▶ Extract to read
# Photo Signatures



## FrostSinth (Apr 26, 2012)

Can make. Will make. I'm bored lol

I can make them with your pictures. Give me a theme and a picture you want used and I'll see what I can do. Words can be added too!

here's an example:


----------



## Mo (Mar 15, 2012)

Ooh. That looks really good! Could you do my male shadow. I have no specific theme, but I would love to see what you can turn this into without any guidance/baselines to follow


----------



## FrostSinth (Apr 26, 2012)

Working on it now. Does he have a name?


----------



## Mo (Mar 15, 2012)

Thanks!

Yes. His name is shadow


----------



## FrostSinth (Apr 26, 2012)

DONE! :-D Hope you like:


----------



## Mo (Mar 15, 2012)

WOW. That looks absolutely stunning. I love the way you did that!


----------



## FrostSinth (Apr 26, 2012)

Thanks  Glad you like it. Kinda went for a "shadow" theme lol

edit: DOPE! I just re-read your first post to see the name was already there lol DUH xD


----------



## BeckyFish97 (Apr 9, 2012)

ahhh what the hey, may as well have one of gandalf, or eve, its up to you which one


----------



## FrostSinth (Apr 26, 2012)

do you have a bigger picture of Gandalf?


----------



## BeckyFish97 (Apr 9, 2012)

Sorry, I don't have him yet, I'm getting him on saturday, thats the only pic I have, if its easier then can you do eve instead please?


----------



## FrostSinth (Apr 26, 2012)

Hope this is something you might like:


----------



## BeckyFish97 (Apr 9, 2012)

Thats amazing!!!thanks!!!


----------



## FrostSinth (Apr 26, 2012)

no prob. :-D I tried to catch the sparkle in her eyes

Glad you like it.


----------



## FrostSinth (Apr 26, 2012)

Anyone else want one? They don't take much time at all.


----------



## betta lover1507 (Aug 6, 2011)

i guess i could keep you busy, can you do Echo?:








i love this guy :3


----------



## FrostSinth (Apr 26, 2012)

Sure :-D Do you have a theme?


----------



## betta lover1507 (Aug 6, 2011)

it doesn't matter suprise me XP


----------



## FrostSinth (Apr 26, 2012)

▶ Written task 1
In the photo signatures thread, what did FrostSinth try to catch in the signature made for BeckyFish97?
▶ Written task 2
Continue the photo signatures thread from where it stops.

▶ Given material
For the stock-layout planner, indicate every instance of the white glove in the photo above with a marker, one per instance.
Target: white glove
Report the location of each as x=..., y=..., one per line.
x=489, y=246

▶ Expected answer 1
The sparkle in her eyes.

▶ Expected answer 2
Alright, I've noticed a continuing theme, but hope you like


----------



## LuckyBlue (Mar 26, 2012)

Can you do LuckyBlue for me? Anyway you want.


----------



## FrostSinth (Apr 26, 2012)

Hope you like. I went for a cheerier outlook


----------



## lelei (Apr 30, 2012)

Ooh, ooh, me, me and "Sammy" I want a 4th of July theme, if possible.. that would be cool, considering he's red, white and blue, Hence, the name..lol..can u please??


----------



## lelei (Apr 30, 2012)

_I love LuckyBlue's theme that is gorgeous!!!!_


----------



## FrostSinth (Apr 26, 2012)

I can if you post a picture :-D

And thanks Lelei


----------



## Jessicatm137 (Mar 22, 2012)

I love these!!! Do you want to do any of my boys? I don't really care what theme, but if you do Thorn I would like a wilderness thorny type thing or if you do my HM maybe a mountain theme??? Thanks.


----------



## lelei (Apr 30, 2012)

*Picture of Sammy*

Sure can..:-D Does this one work for you?


----------



## FrostSinth (Apr 26, 2012)

Jessica I need larger pictures of the ones you want, and I can do as many as you'd like.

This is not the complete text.